**PROVIDED DATA**
BEGIN

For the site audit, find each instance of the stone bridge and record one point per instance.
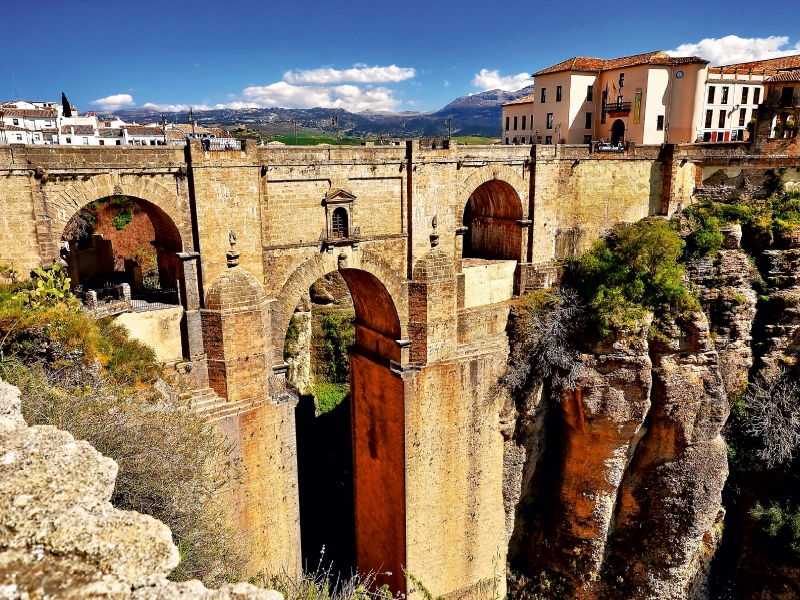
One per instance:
(406, 228)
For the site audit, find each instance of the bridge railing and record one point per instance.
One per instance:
(222, 145)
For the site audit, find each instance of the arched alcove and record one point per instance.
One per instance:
(371, 461)
(118, 239)
(491, 216)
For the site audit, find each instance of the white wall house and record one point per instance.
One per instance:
(732, 95)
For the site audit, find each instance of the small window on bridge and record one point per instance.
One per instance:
(339, 223)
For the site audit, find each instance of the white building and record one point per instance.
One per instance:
(732, 96)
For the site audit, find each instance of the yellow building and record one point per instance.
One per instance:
(649, 98)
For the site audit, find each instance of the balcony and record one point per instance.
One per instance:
(617, 109)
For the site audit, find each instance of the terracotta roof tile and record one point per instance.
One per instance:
(785, 77)
(582, 63)
(529, 99)
(79, 129)
(770, 64)
(41, 113)
(140, 130)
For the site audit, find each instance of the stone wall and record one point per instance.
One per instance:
(404, 270)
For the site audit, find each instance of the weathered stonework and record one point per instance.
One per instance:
(427, 355)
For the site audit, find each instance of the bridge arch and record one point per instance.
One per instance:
(376, 421)
(163, 205)
(301, 279)
(492, 201)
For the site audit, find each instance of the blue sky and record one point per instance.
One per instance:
(358, 55)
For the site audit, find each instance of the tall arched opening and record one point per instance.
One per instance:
(364, 471)
(123, 239)
(491, 217)
(618, 132)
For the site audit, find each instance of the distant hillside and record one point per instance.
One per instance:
(477, 114)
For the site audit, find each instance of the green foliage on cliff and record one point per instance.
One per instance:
(338, 332)
(635, 270)
(88, 377)
(765, 223)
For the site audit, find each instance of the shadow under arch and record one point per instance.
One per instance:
(377, 425)
(98, 260)
(491, 215)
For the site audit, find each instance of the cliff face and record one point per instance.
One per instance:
(61, 538)
(621, 479)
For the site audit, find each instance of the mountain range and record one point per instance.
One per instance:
(477, 114)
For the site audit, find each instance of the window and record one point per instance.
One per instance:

END

**TASK OBJECTIVE**
Leave out the images and repeat the rest of the data word for word.

**YOUR RESPONSE**
For the site audit, find each instance of the stone bridge and record one point per instance.
One per instance:
(406, 228)
For the site audit, find each instance of the bridge railing and record one point per instance.
One per instance:
(222, 145)
For the site audit, find each instance of the arched alcove and record one point per instance.
One per instance:
(371, 461)
(118, 239)
(491, 216)
For the site audit, find each instance of the white wall house and record one point per instance.
One per instance:
(732, 95)
For the site audit, find each instance of the small window on bridge and record one point per instance.
One per instance:
(339, 223)
For the site audit, find each instance of the white building and record one point per instance.
One per instance:
(732, 96)
For the site audit, find each instance of the yellow building and record one point per instance.
One per instance:
(649, 98)
For the site audit, find each instance of the balcony and record one point per instance.
One per instance:
(617, 109)
For the site audit, find each instance of the terracotta roof tile and record one point per instance.
One per instance:
(785, 77)
(582, 63)
(529, 99)
(79, 129)
(770, 64)
(41, 113)
(140, 130)
For the site audit, find each instance of the stone wall and record one point per instance.
One per instance:
(404, 270)
For the site audit, find each instance of the weathered stonework and record one point per instance.
One per instance:
(427, 355)
For the site audit, find each instance of the bridge arch and record one point per instance.
One per instance:
(376, 421)
(163, 205)
(301, 279)
(492, 201)
For the site audit, find each instance of the blue sky and record one point per instance.
One per instance:
(358, 55)
For the site audit, find each instance of the tall arched opening and record one point per instance.
One per instance:
(364, 471)
(123, 239)
(491, 217)
(618, 132)
For the site audit, find each instance of the distant hillside and record one point per instance.
One per instance:
(477, 114)
For the site audit, find each instance of the green foliage on cliff and record one point per instance.
One per instance:
(338, 332)
(635, 270)
(88, 377)
(765, 223)
For the site audit, find each instance of the shadow under arch and record one point per instance.
One per instance:
(377, 425)
(98, 260)
(491, 215)
For the site audit, find each instance of the cliff face and record one point per instance.
One per instance:
(61, 538)
(621, 479)
For the site audit, find each instance of the mountain range and record one point per instance.
One per instance:
(477, 114)
For the site audit, find each instance of the window and record one point per instance.
One per instance:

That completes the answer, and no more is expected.